*Task goal*
Reproduce every one of the records below verbatim, with no changes.
Content starts
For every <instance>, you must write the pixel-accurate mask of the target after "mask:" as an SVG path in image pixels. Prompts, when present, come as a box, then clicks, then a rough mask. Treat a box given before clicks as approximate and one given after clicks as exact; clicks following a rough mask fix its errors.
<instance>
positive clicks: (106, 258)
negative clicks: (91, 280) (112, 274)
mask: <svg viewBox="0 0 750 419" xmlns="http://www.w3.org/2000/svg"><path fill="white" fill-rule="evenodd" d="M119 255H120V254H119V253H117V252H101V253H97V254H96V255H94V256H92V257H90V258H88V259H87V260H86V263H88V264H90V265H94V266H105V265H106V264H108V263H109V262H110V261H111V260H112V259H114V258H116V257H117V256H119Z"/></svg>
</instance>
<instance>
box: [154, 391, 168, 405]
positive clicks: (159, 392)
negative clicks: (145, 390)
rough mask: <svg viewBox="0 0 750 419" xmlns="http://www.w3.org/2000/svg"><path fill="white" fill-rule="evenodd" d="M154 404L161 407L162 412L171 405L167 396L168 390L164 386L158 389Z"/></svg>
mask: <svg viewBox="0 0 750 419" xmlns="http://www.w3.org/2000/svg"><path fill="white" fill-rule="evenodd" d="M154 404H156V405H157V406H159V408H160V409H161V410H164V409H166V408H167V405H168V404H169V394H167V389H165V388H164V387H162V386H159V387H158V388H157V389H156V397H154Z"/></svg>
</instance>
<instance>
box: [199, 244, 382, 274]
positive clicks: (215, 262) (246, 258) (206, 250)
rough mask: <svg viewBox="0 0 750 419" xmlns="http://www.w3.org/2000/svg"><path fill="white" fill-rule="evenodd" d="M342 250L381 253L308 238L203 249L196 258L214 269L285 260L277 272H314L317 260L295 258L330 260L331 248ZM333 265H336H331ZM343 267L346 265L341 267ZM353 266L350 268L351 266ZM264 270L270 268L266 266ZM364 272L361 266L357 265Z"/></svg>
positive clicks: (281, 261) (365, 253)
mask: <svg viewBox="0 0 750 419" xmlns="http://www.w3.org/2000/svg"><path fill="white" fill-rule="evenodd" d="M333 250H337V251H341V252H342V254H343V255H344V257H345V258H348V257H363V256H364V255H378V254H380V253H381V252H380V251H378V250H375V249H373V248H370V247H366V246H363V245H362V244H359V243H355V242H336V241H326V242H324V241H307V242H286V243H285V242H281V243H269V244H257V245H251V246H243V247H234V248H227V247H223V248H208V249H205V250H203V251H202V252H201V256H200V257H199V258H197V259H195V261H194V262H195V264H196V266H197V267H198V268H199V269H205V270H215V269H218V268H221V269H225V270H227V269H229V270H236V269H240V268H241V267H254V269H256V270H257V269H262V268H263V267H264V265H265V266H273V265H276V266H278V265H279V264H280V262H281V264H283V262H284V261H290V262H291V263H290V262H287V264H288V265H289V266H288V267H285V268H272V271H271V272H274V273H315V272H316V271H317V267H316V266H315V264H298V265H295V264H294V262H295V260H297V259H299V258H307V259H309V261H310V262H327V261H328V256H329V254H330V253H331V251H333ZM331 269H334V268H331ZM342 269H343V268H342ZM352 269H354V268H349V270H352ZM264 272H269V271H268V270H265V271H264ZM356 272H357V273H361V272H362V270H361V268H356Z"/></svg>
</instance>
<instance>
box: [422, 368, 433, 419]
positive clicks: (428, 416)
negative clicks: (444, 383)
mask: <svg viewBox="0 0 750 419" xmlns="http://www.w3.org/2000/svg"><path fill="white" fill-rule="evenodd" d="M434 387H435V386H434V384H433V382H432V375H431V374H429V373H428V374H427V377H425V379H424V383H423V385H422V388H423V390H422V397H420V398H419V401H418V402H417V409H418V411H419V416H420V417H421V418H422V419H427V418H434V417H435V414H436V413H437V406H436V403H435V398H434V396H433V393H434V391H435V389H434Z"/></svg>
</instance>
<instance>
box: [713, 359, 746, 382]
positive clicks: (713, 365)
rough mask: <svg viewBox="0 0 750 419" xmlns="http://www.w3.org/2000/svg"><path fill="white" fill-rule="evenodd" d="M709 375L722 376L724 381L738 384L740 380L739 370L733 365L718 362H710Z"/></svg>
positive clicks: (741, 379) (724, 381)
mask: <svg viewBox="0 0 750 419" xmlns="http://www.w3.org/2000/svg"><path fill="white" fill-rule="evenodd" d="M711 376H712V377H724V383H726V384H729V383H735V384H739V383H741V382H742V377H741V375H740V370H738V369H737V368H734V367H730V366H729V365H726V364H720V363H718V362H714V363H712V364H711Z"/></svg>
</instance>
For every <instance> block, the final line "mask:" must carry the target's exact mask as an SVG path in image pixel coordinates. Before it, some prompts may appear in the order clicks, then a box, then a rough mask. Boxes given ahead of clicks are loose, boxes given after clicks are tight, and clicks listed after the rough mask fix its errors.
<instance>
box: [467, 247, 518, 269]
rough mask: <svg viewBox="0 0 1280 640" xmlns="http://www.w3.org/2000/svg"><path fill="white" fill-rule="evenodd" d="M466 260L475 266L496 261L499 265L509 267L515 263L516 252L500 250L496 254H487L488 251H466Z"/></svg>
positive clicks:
Content ends
*Expected answer*
For every <instance>, you must write the pixel-accurate mask of the target after "mask:" as an SVG path in image pixels. Prompts, when present, come as a box, then clicks, then a rough mask. Treat a box given before clicks as approximate and one given after clicks as exact; clicks following a rough mask fix its errors.
<instance>
positive clicks: (106, 258)
negative clicks: (91, 280) (112, 274)
mask: <svg viewBox="0 0 750 419" xmlns="http://www.w3.org/2000/svg"><path fill="white" fill-rule="evenodd" d="M119 255H120V254H119V253H117V252H101V253H97V254H96V255H94V256H92V257H90V258H88V259H87V260H86V263H88V264H90V265H94V266H105V265H106V264H108V263H109V262H110V261H111V260H112V259H114V258H116V257H117V256H119Z"/></svg>
</instance>
<instance>
box: [154, 391, 168, 405]
positive clicks: (159, 392)
negative clicks: (145, 390)
rough mask: <svg viewBox="0 0 750 419" xmlns="http://www.w3.org/2000/svg"><path fill="white" fill-rule="evenodd" d="M154 404L161 407L162 412L171 405L167 396L168 390L164 386L158 389Z"/></svg>
mask: <svg viewBox="0 0 750 419" xmlns="http://www.w3.org/2000/svg"><path fill="white" fill-rule="evenodd" d="M154 404H156V405H157V406H159V408H160V409H161V410H164V409H166V408H167V405H168V404H169V394H167V389H165V388H164V387H162V386H159V387H158V388H157V389H156V397H154Z"/></svg>
</instance>
<instance>
box: [199, 244, 382, 274]
positive clicks: (215, 262) (246, 258) (206, 250)
rough mask: <svg viewBox="0 0 750 419" xmlns="http://www.w3.org/2000/svg"><path fill="white" fill-rule="evenodd" d="M342 250L381 253L308 238L203 249L196 258L214 269L285 260L277 272H314L317 260L295 258L330 260L331 248ZM333 265H336H331ZM343 267L346 265L341 267ZM353 266L350 268L351 266ZM264 270L270 268L266 266ZM364 272L361 266L357 265Z"/></svg>
positive clicks: (281, 261) (365, 253)
mask: <svg viewBox="0 0 750 419" xmlns="http://www.w3.org/2000/svg"><path fill="white" fill-rule="evenodd" d="M333 250H337V251H341V252H342V254H343V255H344V257H345V258H348V257H363V256H364V255H378V254H380V253H381V252H380V251H378V250H375V249H373V248H370V247H366V246H363V245H362V244H359V243H355V242H336V241H326V242H324V241H307V242H286V243H285V242H281V243H269V244H257V245H251V246H243V247H234V248H227V247H223V248H208V249H205V250H203V251H202V252H201V256H200V257H199V258H197V259H195V261H194V262H195V264H196V266H197V267H198V268H199V269H205V270H215V269H218V268H221V269H225V270H227V269H229V270H236V269H240V268H241V267H254V269H256V270H257V269H262V268H263V267H264V265H265V266H273V265H276V266H278V265H279V264H280V262H281V264H283V262H284V261H290V262H291V263H290V262H287V264H288V265H289V266H288V267H285V268H272V271H271V272H274V273H315V272H316V271H317V267H316V266H315V264H298V265H295V264H294V262H295V260H297V259H299V258H307V259H309V261H310V262H327V261H328V256H329V254H330V253H331V251H333ZM331 269H334V268H331ZM342 269H343V268H342ZM352 269H354V268H349V270H352ZM264 272H269V271H268V270H265V271H264ZM356 272H357V273H361V272H362V270H361V268H356Z"/></svg>
</instance>
<instance>
box: [422, 368, 433, 419]
positive clicks: (428, 416)
negative clicks: (444, 383)
mask: <svg viewBox="0 0 750 419" xmlns="http://www.w3.org/2000/svg"><path fill="white" fill-rule="evenodd" d="M434 387H435V386H434V384H433V382H432V375H431V374H429V373H428V374H427V377H425V379H424V383H423V385H422V388H423V390H422V397H420V398H419V401H418V402H417V409H418V411H419V416H420V417H421V418H422V419H427V418H434V417H435V414H436V413H437V406H436V403H435V398H434V396H433V393H434V391H435V389H434Z"/></svg>
</instance>
<instance>
box: [713, 359, 746, 382]
positive clicks: (713, 365)
rough mask: <svg viewBox="0 0 750 419" xmlns="http://www.w3.org/2000/svg"><path fill="white" fill-rule="evenodd" d="M709 375L722 376L724 381L738 384L740 380L739 370L733 365L718 362H710Z"/></svg>
positive clicks: (741, 379) (724, 381)
mask: <svg viewBox="0 0 750 419" xmlns="http://www.w3.org/2000/svg"><path fill="white" fill-rule="evenodd" d="M711 376H712V377H724V383H726V384H729V383H735V384H739V383H741V382H742V377H741V375H740V370H738V369H737V368H734V367H730V366H729V365H726V364H720V363H718V362H714V363H712V364H711Z"/></svg>
</instance>
For every <instance> block, the final line "mask:" must carry the target's exact mask as an SVG path in image pixel coordinates. Before it, some prompts may appear in the order clicks, then a box, then a rough mask. Boxes given ahead of clicks are loose, boxes given after clicks are tight, and clicks listed after the rough mask fix its errors.
<instance>
box: [467, 247, 518, 269]
rough mask: <svg viewBox="0 0 1280 640" xmlns="http://www.w3.org/2000/svg"><path fill="white" fill-rule="evenodd" d="M466 260L475 266L496 261L499 265L509 267L515 263L516 252L500 250L496 254H487L488 251H466Z"/></svg>
positive clicks:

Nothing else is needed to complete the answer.